◆ **BRIEF**
Write out, character for character, the line containing "of the green" and all lines after it up to the end of the listing.

[Point placement records]
>>>
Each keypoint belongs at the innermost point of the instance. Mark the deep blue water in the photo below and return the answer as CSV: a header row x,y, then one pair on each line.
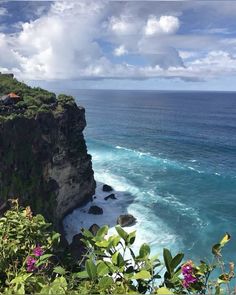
x,y
175,152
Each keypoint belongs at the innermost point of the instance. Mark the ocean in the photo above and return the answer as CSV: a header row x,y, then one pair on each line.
x,y
171,156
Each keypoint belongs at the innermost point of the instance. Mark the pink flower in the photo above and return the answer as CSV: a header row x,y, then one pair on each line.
x,y
31,264
188,273
38,251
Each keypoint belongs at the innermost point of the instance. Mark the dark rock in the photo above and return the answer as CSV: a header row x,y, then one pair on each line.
x,y
111,196
126,220
77,247
107,188
94,229
44,160
95,210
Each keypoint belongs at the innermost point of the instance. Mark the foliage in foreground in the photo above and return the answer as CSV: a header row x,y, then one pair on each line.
x,y
32,262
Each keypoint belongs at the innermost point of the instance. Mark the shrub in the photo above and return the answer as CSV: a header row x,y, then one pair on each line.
x,y
30,262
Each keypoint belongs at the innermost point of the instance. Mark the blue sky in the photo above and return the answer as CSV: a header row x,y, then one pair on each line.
x,y
172,45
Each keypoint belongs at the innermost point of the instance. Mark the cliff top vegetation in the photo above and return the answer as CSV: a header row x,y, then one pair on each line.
x,y
33,99
32,262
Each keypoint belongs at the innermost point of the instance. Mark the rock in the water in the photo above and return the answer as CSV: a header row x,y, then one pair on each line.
x,y
94,229
77,248
107,188
126,220
95,210
111,196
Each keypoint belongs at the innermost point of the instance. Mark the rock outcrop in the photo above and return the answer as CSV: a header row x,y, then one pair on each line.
x,y
126,220
44,160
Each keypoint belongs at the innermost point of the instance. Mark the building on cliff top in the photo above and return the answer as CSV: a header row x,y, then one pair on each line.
x,y
10,99
9,75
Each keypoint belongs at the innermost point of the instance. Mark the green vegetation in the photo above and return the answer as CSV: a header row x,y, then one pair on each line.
x,y
31,261
33,100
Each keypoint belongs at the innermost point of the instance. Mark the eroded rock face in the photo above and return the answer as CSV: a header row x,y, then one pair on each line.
x,y
126,220
44,162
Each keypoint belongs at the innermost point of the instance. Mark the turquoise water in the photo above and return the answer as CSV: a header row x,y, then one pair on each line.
x,y
174,154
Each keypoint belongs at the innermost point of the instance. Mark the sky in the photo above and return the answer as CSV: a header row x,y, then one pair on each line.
x,y
170,45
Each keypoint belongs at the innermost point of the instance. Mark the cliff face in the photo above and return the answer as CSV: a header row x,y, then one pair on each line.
x,y
44,160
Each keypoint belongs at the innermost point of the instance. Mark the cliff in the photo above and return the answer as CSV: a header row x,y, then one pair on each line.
x,y
44,159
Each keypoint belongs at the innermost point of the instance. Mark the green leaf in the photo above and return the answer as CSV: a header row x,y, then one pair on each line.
x,y
131,237
144,251
164,291
105,283
60,270
102,269
102,244
82,274
176,260
123,234
43,259
167,259
143,275
117,259
91,269
102,232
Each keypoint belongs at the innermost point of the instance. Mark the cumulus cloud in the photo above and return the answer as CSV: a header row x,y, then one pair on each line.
x,y
76,40
121,50
3,11
167,24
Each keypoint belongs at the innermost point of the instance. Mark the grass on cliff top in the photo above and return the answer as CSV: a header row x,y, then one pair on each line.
x,y
33,99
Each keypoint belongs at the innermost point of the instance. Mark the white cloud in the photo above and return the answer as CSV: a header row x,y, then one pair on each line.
x,y
3,11
68,43
167,24
122,25
121,50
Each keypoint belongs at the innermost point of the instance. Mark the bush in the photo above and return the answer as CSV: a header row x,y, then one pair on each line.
x,y
30,262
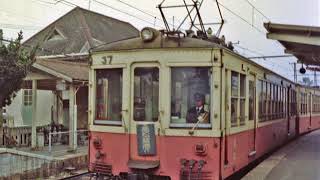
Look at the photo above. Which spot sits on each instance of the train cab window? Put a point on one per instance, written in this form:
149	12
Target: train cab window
146	94
108	96
190	96
251	100
238	98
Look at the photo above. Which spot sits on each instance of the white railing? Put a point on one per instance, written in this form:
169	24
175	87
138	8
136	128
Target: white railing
63	136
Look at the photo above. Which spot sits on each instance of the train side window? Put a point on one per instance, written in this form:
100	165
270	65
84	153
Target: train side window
108	96
242	98
146	94
234	98
251	100
261	99
190	95
238	99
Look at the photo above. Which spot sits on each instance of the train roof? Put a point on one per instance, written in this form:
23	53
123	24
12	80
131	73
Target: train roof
160	41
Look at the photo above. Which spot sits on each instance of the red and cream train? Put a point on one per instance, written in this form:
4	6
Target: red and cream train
142	92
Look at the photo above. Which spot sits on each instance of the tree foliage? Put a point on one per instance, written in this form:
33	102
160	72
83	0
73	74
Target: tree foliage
15	61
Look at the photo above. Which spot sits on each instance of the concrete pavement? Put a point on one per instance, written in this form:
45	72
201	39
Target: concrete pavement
299	160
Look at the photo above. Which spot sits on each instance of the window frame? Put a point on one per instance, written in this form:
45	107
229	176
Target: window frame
239	98
27	97
144	65
191	125
101	122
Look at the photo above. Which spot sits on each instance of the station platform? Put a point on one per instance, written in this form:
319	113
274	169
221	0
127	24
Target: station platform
300	159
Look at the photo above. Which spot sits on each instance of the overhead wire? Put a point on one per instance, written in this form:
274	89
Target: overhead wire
260	12
237	15
129	14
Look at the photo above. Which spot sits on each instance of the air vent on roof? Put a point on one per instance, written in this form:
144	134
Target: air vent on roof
55	35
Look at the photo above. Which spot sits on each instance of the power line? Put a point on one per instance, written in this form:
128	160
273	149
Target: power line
19	26
140	10
106	5
237	15
257	10
247	49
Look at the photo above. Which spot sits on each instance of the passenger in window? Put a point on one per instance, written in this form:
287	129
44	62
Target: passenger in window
199	112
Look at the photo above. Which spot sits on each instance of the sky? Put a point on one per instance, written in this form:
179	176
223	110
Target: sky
244	20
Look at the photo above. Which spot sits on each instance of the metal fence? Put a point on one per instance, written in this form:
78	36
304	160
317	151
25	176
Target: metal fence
61	139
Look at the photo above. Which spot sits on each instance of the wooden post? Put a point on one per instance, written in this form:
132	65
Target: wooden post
34	115
72	119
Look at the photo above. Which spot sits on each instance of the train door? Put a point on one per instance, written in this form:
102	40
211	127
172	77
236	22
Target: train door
289	99
252	114
144	126
309	110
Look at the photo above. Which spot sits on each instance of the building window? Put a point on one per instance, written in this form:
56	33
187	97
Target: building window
238	98
108	96
27	97
146	94
190	95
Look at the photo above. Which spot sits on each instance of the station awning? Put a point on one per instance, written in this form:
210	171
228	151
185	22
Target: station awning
301	41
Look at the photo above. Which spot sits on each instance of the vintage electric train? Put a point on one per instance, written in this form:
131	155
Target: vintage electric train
169	106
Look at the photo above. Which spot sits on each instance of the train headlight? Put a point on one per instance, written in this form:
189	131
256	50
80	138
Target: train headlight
147	34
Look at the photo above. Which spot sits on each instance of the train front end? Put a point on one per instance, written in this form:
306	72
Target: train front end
154	108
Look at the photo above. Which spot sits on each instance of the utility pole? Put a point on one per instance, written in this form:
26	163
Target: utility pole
315	79
295	72
1	37
89	4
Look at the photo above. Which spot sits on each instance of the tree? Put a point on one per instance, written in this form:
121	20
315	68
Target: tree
14	64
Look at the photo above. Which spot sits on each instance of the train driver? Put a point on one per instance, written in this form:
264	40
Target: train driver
199	112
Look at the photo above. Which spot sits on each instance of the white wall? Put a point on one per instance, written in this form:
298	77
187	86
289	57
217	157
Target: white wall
45	100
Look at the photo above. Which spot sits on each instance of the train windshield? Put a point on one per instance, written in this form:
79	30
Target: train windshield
108	96
146	94
190	95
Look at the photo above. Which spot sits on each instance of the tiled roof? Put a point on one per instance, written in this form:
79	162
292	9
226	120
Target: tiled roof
79	30
72	70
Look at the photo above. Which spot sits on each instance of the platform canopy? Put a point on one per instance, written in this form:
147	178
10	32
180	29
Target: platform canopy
301	41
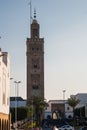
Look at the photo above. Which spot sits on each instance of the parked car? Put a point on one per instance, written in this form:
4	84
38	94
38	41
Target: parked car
83	128
66	127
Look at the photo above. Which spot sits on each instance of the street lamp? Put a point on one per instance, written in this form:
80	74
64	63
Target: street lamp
64	101
16	102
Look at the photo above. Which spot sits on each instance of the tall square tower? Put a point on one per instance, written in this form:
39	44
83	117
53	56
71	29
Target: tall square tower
35	62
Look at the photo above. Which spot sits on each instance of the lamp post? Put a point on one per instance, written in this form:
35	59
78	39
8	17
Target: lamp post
16	102
64	101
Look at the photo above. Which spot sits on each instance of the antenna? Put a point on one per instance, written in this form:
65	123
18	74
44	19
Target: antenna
30	11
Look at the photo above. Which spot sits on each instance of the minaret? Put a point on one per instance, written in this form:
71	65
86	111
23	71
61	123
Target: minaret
35	61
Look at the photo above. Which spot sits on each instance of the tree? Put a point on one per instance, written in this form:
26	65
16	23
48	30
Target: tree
73	101
39	106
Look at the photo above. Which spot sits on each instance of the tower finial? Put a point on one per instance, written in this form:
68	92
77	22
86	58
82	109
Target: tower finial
34	13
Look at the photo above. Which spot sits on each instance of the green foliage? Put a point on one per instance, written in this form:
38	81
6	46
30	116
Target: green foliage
73	101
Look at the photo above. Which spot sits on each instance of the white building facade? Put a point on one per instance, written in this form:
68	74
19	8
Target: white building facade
4	91
58	106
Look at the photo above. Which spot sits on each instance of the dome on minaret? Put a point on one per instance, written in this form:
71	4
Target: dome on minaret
34	27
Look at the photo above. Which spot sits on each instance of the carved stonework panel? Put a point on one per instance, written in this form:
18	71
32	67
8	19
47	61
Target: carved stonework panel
35	48
35	63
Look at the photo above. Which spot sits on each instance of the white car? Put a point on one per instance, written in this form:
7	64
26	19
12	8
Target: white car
66	127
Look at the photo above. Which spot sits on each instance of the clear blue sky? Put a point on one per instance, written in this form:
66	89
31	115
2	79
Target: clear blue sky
<<<
◆ **EXPECTED ANSWER**
Look at the photo above. Which spot sits on each instance of the green foliage? Put a point on one per instance, written in this form:
38	81
6	46
30	116
Target: green foliage
73	101
Look at the photo above. Which spot sits on each instance of the white building facade? Put a point on one per instance, written in this form:
68	74
19	8
Target: white building facade
4	91
58	106
Look at the photo above. Which spot sits on each instance of the dome on minaret? Put a point on one per instance, written in this form:
71	4
Target: dome on minaret
34	27
Look at the photo above. Which spot sits on each instance of the carved stonework panel? Put a point on one per instance, written in this form:
18	71
32	67
8	19
47	61
Target: carved stonework panel
35	48
35	63
Look at the photo above. Which spot sits on each instance of the white car? Put a point on one per instance, written in this form:
7	64
26	19
12	8
Target: white car
66	127
Look at the photo above. Which spot sits on each instance of the clear blue sky? Put a point on one per instance, written in this form:
66	89
31	115
2	79
Target: clear blue sky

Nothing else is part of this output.